* Begin DATA IN THIS EXERCISE *

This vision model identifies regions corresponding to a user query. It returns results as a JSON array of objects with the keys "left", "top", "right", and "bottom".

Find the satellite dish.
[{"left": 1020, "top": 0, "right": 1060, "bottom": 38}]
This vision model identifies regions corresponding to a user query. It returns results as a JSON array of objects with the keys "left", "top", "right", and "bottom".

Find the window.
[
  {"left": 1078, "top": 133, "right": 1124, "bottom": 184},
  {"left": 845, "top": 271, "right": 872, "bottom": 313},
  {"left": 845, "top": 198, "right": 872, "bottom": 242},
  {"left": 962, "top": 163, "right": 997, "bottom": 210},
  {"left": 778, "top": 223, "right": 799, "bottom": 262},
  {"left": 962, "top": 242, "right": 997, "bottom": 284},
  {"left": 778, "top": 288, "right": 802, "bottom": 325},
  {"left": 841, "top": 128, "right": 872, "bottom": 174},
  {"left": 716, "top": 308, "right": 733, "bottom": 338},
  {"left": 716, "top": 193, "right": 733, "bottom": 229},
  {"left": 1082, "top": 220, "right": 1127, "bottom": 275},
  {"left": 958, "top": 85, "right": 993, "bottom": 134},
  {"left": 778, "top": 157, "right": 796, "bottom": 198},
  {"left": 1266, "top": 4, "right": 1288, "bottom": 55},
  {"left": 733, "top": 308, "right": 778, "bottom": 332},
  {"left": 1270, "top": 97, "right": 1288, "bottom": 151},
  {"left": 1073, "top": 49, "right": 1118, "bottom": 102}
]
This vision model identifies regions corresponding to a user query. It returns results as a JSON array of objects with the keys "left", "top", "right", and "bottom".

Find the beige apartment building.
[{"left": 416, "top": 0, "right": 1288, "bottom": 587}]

* End DATA IN THIS EXERCISE *

#### WHAT YOU WILL DO
Revise all of the rows above, replacing every occurrence of "vision model" with "detection system" and leaving everything else as it stands.

#### EXPECTED OUTPUT
This detection system identifies regions corresponding to a user query. It returns results as a JSON array of objects with the keys "left", "top", "right", and "bottom".

Find the satellite dish.
[{"left": 1020, "top": 0, "right": 1060, "bottom": 38}]
This detection system identifies regions corresponding to a user query. It returns results as a JSON array of objects with the keys "left", "top", "right", and "bottom".

Find the window.
[
  {"left": 1078, "top": 133, "right": 1124, "bottom": 184},
  {"left": 845, "top": 271, "right": 872, "bottom": 313},
  {"left": 845, "top": 198, "right": 872, "bottom": 242},
  {"left": 962, "top": 163, "right": 997, "bottom": 210},
  {"left": 778, "top": 223, "right": 799, "bottom": 262},
  {"left": 962, "top": 242, "right": 997, "bottom": 284},
  {"left": 778, "top": 288, "right": 802, "bottom": 325},
  {"left": 841, "top": 128, "right": 872, "bottom": 174},
  {"left": 716, "top": 308, "right": 733, "bottom": 338},
  {"left": 716, "top": 193, "right": 733, "bottom": 229},
  {"left": 1082, "top": 220, "right": 1127, "bottom": 275},
  {"left": 958, "top": 85, "right": 993, "bottom": 134},
  {"left": 778, "top": 157, "right": 796, "bottom": 198},
  {"left": 1266, "top": 4, "right": 1288, "bottom": 55},
  {"left": 733, "top": 308, "right": 778, "bottom": 332},
  {"left": 1270, "top": 97, "right": 1288, "bottom": 151},
  {"left": 1073, "top": 49, "right": 1118, "bottom": 102}
]
This detection system identifies regions corresponding to a user query. It returns results as a JSON array of objects with the keys "left", "top", "right", and "bottom".

Find the beige apartment building.
[{"left": 416, "top": 0, "right": 1288, "bottom": 587}]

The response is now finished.